# START OF RAW RECORDS
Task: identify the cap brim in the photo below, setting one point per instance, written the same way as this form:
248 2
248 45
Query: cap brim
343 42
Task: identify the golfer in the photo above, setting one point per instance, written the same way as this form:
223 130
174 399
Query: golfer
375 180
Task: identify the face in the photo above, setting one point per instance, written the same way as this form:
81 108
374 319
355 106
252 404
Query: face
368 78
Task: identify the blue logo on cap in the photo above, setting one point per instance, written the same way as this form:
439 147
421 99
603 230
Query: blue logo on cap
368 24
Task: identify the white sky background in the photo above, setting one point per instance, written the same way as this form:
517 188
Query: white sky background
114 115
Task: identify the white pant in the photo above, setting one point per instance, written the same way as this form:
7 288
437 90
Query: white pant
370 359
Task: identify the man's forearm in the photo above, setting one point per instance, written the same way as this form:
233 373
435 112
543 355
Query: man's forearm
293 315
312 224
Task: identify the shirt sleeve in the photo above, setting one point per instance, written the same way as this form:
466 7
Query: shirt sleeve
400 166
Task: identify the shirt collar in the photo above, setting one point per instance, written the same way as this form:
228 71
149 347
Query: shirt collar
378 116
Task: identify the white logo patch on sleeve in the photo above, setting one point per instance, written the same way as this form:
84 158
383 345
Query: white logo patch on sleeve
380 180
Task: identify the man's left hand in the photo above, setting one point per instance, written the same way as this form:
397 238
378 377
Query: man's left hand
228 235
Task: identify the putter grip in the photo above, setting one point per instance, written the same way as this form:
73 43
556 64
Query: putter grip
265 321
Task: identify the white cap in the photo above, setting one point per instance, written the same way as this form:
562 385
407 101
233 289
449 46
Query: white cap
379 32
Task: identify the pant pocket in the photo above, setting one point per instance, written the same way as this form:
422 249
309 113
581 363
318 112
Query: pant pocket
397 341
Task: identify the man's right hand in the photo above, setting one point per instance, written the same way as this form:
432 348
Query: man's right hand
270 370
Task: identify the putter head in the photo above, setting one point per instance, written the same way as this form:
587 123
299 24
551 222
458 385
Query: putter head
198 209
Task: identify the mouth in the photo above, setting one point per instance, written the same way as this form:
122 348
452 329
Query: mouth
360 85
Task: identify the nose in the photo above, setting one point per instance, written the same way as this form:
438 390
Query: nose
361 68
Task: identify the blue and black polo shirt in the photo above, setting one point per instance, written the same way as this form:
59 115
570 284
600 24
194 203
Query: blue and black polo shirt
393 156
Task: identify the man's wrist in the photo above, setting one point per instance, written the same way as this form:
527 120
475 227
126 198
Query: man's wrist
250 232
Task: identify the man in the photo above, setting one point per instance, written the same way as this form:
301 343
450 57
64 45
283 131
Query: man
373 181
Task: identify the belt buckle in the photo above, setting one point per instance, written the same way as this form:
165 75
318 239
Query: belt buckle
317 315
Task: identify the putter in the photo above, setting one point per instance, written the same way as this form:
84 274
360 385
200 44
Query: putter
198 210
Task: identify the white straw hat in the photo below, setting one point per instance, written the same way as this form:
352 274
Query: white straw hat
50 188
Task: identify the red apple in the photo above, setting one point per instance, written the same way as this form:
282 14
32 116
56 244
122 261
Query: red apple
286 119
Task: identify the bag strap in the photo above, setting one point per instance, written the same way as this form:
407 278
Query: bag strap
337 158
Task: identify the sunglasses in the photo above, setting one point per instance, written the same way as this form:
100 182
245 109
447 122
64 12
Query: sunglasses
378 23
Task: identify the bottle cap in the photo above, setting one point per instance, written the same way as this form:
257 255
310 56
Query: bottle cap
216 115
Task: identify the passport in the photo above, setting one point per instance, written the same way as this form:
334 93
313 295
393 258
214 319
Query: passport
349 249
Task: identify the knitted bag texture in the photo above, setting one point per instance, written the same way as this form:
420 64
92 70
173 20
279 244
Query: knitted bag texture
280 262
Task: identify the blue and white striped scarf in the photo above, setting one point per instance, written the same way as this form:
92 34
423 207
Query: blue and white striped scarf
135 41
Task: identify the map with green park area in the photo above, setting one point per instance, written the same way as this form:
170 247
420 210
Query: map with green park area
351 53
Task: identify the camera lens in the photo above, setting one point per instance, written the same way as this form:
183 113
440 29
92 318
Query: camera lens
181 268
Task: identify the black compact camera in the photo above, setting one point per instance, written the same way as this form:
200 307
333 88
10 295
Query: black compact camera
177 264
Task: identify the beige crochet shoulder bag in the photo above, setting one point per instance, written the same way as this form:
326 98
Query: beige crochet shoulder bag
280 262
# END OF RAW RECORDS
_YOUR TASK_.
Exact copies of all the records are required.

_WRITTEN RESPONSE_.
Task: identify the cap brim in the photo below, setting one point per instance, written the same way as this form:
248 2
248 45
Query: cap brim
343 42
Task: identify the golfer in the photo above, setting one point per instance, written the same way as this form:
223 130
174 399
Query: golfer
375 180
Task: identify the face in the photo above, setting one point per instance, written the same way as this form:
81 108
374 319
355 106
252 404
Query: face
368 78
Task: identify the blue logo on cap in the photo above, setting one point per instance, written the same way as this form:
439 147
421 99
603 230
Query: blue logo on cap
368 24
Task: identify the white sky background in the photo above, setting one point per instance, written the same way as this form:
517 188
Query: white sky background
114 115
Task: identify the white pant in the photo above, setting one point per instance, written the same way as this form:
7 288
437 90
Query: white pant
370 359
Task: identify the man's forearm in the photo above, setting one point per instance, written the same way as this form:
233 373
435 112
543 355
Query: man's forearm
293 315
312 224
Task: identify the shirt sleeve in the photo above, setting one point per instance, written the same way as this form:
466 7
Query: shirt sleeve
400 166
Task: identify the shirt collar in the photo above, setting one point per instance, written the same way as this form:
228 71
149 347
Query: shirt collar
378 116
Task: identify the white logo patch on sleeve in the photo above, setting one point per instance, written the same way as this form:
84 158
383 345
Query: white logo patch on sleeve
380 180
Task: identify the man's left hand in the photo above, setting one point per instance, written the same way as this form:
397 238
378 377
Query: man's left hand
228 235
Task: identify the putter grip in the photo above, setting one point per instance, written the same way as this form:
73 43
556 64
Query: putter grip
265 321
Task: identify the white cap in the photo above, setting one point per instance, written the same way as this form:
562 385
407 101
233 289
449 46
Query: white cap
379 32
Task: identify the pant pocket in the photo above, setting one point per instance, written the same way as this form:
422 249
309 113
581 363
318 112
Query: pant pocket
397 341
Task: identify the man's right hand in the photo above, setting one point per instance, written the same way as this form:
432 348
Query: man's right hand
270 370
Task: identify the putter head in the photo above, setting one point per instance, written the same way as this form:
587 123
299 24
551 222
458 385
Query: putter head
198 209
Task: identify the mouth in the photo above, setting one point per instance, written the same way as this form:
122 348
452 329
Query: mouth
360 85
Task: identify the nose in the photo above, setting one point per instance, written the same way as this form:
438 390
Query: nose
361 68
Task: identify the blue and black polo shirt in the photo above, setting one point per instance, written the same way as this form:
59 115
570 284
600 24
194 203
Query: blue and black polo shirt
393 156
Task: identify the man's wrist in the photo above, setting one point per instance, written the same way as this form:
527 120
475 227
126 198
Query: man's wrist
250 232
Task: identify the man in the photo above, setting one point per instance, written the same way as this form:
301 343
450 57
64 45
283 131
Query: man
373 181
Task: identify the belt buckle in the photo above, setting one point per instance, written the same way as this form:
165 75
318 239
Query: belt buckle
317 315
Task: identify the putter in the photo above, setting one point per instance, written the same way as this form:
84 274
360 385
200 44
Query: putter
198 210
Task: identify the white straw hat in the photo below, setting one point per instance, written the same way as this form:
352 274
Query: white straw hat
50 188
Task: identify the red apple in the photo above, setting one point per instance, written the same way as this form:
282 14
32 116
56 244
122 261
Query: red apple
286 119
Task: identify the bag strap in the photo above, setting one point per instance, written the same way as this form:
407 278
Query: bag strap
337 158
Task: identify the sunglasses in the photo above, setting one point per instance, written the same way as this form:
100 182
245 109
447 122
64 12
Query: sunglasses
378 23
Task: identify the bottle cap in the photo above, setting one point per instance, written the same way as this form:
257 255
310 56
Query: bottle cap
216 115
Task: identify the passport in the photo above, setting one point per instance, written the same way as this form:
334 93
313 295
393 258
214 319
Query: passport
349 249
Task: identify the knitted bag texture in the photo above, setting one point per instance, written the same way as this form:
420 64
92 70
173 20
279 244
Query: knitted bag texture
280 262
Task: identify the blue and white striped scarf in the photo above, setting one point per instance, written the same way as this form:
92 34
423 207
Query: blue and white striped scarf
135 41
Task: identify the map with green park area in the photo above, setting one point per instance, written the same way as this form:
170 247
420 210
Query: map with green park area
351 53
Task: identify the camera lens in the photo above, setting one point per instance, written the same way as this form:
183 113
440 29
92 318
Query: camera lens
181 268
Task: identify the black compact camera in the photo above, setting one point per instance, written the same way as this form:
200 307
333 88
10 295
Query: black compact camera
177 264
Task: identify the beige crochet shoulder bag in the photo above, setting one point per instance, written the same way as this form:
326 98
Query: beige crochet shoulder bag
280 262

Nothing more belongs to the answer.